◆ EXERCISE
Copy every line of the records that includes the word "thin".

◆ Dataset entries
|---|
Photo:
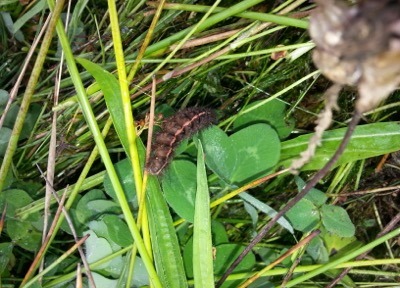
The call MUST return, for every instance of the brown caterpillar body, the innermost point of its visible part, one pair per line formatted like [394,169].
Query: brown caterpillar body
[184,124]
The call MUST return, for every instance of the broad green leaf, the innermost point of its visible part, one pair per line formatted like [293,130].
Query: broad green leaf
[125,175]
[96,249]
[24,234]
[218,231]
[112,94]
[202,244]
[6,255]
[225,255]
[304,216]
[165,244]
[246,155]
[272,113]
[367,141]
[4,96]
[83,214]
[180,189]
[317,250]
[337,221]
[266,209]
[314,195]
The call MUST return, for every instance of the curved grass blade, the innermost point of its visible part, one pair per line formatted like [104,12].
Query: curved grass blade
[202,244]
[367,141]
[165,244]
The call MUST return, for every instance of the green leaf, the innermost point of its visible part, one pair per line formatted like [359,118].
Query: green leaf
[97,248]
[272,113]
[164,242]
[5,255]
[83,214]
[337,221]
[5,134]
[266,209]
[367,141]
[304,216]
[24,234]
[180,189]
[4,96]
[112,95]
[227,253]
[124,171]
[244,156]
[118,230]
[202,244]
[317,250]
[314,195]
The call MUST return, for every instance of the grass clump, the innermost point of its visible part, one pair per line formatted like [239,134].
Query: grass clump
[84,108]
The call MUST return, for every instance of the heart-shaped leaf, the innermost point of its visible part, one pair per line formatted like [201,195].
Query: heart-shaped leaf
[244,156]
[180,189]
[271,112]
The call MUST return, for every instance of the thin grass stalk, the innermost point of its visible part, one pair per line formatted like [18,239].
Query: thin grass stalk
|---|
◆ EXERCISE RESULT
The call MUST return, for every instance of the thin grass stalk, the innermost point of its visible part, one pair per line formatted like [18,239].
Query: thin grass stalk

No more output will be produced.